WHAT TO PRODUCE: Go through the data below and return each line where the string "officer" occurs.

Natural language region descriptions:

###

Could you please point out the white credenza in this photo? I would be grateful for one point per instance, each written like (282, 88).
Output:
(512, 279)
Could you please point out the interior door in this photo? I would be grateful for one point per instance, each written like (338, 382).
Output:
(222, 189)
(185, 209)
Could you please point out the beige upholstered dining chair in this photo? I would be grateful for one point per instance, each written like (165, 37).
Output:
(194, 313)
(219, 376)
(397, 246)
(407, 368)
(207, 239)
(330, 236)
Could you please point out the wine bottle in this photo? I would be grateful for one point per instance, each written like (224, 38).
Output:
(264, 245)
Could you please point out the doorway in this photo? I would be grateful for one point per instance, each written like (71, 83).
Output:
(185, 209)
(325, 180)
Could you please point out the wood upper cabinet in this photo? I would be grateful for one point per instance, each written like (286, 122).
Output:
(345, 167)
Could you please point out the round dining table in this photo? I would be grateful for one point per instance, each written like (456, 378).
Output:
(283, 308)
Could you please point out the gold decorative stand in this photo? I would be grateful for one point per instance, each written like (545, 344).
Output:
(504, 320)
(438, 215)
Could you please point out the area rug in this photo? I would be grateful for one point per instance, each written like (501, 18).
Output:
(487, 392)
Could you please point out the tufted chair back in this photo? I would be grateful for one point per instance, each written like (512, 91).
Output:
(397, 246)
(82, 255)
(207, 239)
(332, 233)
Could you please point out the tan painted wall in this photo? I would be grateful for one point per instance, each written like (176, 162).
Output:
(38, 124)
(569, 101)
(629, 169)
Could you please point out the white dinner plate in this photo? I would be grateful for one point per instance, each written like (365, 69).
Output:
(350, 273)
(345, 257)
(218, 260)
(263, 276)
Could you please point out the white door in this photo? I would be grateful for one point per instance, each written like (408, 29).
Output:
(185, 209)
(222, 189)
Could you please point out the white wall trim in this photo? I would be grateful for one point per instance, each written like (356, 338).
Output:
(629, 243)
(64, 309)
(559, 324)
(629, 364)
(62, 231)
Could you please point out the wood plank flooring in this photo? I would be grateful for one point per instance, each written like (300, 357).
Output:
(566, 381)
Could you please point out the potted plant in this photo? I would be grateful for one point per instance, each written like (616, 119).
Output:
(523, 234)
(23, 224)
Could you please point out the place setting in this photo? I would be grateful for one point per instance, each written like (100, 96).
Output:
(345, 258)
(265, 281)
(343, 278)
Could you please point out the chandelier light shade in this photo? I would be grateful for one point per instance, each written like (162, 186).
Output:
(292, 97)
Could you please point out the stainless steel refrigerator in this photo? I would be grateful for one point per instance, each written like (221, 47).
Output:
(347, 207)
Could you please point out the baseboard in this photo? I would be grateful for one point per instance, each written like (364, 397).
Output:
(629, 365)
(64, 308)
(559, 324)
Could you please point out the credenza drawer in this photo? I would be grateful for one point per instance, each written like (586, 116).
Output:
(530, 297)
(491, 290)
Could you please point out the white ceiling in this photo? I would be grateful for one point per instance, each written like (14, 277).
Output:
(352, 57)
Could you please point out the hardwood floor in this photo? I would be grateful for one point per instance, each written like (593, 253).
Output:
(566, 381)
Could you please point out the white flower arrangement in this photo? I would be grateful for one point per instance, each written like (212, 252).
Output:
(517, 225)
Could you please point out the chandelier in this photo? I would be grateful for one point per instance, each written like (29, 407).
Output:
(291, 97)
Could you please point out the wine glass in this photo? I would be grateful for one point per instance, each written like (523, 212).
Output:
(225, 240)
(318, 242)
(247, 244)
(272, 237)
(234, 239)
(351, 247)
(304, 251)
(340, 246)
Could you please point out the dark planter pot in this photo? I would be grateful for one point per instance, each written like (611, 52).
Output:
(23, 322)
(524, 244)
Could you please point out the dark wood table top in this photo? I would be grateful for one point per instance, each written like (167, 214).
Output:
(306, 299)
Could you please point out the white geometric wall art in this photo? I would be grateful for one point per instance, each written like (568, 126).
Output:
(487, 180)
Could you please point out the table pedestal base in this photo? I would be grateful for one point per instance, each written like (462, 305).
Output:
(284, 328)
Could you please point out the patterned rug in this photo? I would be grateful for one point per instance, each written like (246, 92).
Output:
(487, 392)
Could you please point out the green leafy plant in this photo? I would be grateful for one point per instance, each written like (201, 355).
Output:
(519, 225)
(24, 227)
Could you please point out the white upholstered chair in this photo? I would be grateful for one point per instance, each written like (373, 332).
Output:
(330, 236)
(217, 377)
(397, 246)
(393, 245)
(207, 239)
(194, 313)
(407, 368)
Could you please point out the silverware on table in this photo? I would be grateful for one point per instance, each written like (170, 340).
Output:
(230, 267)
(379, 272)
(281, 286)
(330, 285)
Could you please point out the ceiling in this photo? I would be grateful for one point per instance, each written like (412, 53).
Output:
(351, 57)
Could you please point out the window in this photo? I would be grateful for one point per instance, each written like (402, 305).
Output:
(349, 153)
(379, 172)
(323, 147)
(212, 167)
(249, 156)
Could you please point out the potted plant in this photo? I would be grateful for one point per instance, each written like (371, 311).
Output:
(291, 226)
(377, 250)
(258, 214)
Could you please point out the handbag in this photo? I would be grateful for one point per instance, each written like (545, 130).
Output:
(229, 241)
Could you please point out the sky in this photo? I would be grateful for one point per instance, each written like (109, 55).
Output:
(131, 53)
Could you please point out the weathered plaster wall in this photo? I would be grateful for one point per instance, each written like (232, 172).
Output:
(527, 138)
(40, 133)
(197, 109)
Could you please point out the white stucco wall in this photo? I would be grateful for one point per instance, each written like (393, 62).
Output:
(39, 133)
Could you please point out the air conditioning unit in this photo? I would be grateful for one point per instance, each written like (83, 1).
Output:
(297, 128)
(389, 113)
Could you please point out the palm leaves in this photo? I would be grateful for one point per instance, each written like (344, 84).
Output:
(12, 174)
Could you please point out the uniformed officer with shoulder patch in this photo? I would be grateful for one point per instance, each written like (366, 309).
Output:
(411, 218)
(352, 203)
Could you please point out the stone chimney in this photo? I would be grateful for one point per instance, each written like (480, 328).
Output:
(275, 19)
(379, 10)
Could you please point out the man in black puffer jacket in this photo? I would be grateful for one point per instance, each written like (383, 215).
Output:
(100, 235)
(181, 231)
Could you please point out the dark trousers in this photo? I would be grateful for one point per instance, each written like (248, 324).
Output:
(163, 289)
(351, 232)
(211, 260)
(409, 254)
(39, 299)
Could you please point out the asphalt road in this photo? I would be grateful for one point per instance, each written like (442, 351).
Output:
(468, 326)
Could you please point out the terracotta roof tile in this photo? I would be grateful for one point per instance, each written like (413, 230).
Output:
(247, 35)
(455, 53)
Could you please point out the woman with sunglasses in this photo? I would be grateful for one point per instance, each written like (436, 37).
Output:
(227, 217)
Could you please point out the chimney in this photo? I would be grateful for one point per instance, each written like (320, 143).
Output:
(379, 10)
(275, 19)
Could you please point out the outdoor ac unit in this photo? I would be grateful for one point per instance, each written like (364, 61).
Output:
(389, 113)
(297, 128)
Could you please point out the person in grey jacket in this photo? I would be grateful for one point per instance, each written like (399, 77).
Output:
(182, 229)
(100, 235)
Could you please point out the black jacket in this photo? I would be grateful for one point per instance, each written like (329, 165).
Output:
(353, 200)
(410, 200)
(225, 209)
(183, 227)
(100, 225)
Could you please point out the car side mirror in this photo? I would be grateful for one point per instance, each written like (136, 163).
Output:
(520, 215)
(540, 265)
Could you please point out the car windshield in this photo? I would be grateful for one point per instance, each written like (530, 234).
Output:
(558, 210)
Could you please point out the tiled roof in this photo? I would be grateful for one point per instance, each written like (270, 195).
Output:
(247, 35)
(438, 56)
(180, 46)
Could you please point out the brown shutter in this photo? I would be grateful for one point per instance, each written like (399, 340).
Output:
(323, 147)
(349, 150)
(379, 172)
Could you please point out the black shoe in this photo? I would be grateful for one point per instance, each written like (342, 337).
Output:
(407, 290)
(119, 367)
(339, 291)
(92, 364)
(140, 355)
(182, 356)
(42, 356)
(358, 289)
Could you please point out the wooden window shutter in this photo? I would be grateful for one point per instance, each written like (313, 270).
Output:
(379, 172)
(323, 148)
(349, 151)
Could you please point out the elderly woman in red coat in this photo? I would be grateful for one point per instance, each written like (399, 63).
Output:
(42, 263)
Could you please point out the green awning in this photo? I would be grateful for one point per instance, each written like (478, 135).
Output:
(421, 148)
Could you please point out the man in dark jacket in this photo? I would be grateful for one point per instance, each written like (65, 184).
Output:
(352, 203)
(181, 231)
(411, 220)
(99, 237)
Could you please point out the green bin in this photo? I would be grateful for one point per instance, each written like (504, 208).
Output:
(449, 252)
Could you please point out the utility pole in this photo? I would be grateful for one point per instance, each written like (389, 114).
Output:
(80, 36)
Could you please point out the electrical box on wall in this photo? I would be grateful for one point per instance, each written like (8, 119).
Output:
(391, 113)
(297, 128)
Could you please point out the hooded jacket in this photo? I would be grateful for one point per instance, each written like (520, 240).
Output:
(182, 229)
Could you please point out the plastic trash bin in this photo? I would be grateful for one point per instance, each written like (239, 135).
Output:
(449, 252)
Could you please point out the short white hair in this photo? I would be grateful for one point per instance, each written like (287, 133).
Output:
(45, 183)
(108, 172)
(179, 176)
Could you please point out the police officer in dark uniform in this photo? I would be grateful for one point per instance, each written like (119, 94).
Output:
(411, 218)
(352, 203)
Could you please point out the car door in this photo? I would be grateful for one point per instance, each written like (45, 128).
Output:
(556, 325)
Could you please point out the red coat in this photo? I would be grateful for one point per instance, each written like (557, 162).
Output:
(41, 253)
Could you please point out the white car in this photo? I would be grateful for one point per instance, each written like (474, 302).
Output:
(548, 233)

###

EXPECTED ANSWER:
Could you please point out the uniformed officer with shoulder patch in this photo? I would be grateful for one point per instance, each written like (366, 309).
Could you please point out the police officer in dark uniform in this photo? I would be grateful for one point per instance, each written like (119, 94).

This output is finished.